Dataset entries
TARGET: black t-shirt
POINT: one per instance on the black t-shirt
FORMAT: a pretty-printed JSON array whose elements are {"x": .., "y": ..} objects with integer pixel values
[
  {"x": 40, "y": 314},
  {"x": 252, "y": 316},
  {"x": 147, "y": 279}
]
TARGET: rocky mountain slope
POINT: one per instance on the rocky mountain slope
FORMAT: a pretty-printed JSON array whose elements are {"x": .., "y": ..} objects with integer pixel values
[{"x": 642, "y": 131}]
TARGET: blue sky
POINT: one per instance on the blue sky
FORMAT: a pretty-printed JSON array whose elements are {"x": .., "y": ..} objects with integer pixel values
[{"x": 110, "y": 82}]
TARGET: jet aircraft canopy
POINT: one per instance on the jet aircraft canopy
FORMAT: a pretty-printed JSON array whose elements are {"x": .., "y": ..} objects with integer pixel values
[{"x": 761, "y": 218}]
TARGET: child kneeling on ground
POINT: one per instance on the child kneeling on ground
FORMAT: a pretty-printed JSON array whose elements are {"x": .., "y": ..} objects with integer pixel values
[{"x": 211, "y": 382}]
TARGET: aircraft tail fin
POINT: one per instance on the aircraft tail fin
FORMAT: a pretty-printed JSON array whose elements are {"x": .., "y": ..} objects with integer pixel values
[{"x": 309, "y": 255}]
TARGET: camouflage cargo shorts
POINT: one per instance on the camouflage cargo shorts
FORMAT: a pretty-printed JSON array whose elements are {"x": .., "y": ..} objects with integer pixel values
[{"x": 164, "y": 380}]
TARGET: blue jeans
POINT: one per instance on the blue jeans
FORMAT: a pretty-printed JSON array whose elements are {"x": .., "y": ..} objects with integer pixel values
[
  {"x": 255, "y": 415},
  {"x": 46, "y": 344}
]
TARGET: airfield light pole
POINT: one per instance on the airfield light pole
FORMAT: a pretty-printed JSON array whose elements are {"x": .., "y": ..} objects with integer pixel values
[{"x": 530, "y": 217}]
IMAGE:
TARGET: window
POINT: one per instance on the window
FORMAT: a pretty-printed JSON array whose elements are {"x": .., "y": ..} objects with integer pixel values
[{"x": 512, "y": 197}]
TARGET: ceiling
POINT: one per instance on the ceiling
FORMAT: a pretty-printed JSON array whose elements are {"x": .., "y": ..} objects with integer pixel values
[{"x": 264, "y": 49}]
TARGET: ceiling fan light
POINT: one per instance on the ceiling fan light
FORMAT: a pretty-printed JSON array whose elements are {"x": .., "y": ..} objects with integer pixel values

Task prompt
The answer should be the exact lines running from the line containing "POINT: one per instance on the blue jeans" to the last line of the entries, with nothing else.

Final answer
POINT: one per instance on the blue jeans
FORMAT: a pretty-printed JSON array whose elements are {"x": .., "y": ..} objects with integer pixel values
[
  {"x": 255, "y": 415},
  {"x": 46, "y": 344}
]
TARGET: airfield light pole
POINT: one per instance on the airfield light pole
FORMAT: a pretty-printed JSON array whose elements are {"x": .., "y": ..} objects with integer pixel values
[{"x": 530, "y": 217}]
IMAGE:
TARGET: window
POINT: one per instance on the window
FORMAT: a pretty-printed JSON array whose elements are {"x": .., "y": ..} objects with integer pixel values
[{"x": 512, "y": 197}]
TARGET: ceiling
POINT: one per instance on the ceiling
FORMAT: a pretty-printed JSON array whose elements are {"x": .., "y": ..} objects with integer pixel values
[{"x": 264, "y": 49}]
TARGET: ceiling fan light
POINT: one per instance on the ceiling fan light
FORMAT: a pretty-printed JSON array whose elements are {"x": .., "y": ..} objects with integer pixel values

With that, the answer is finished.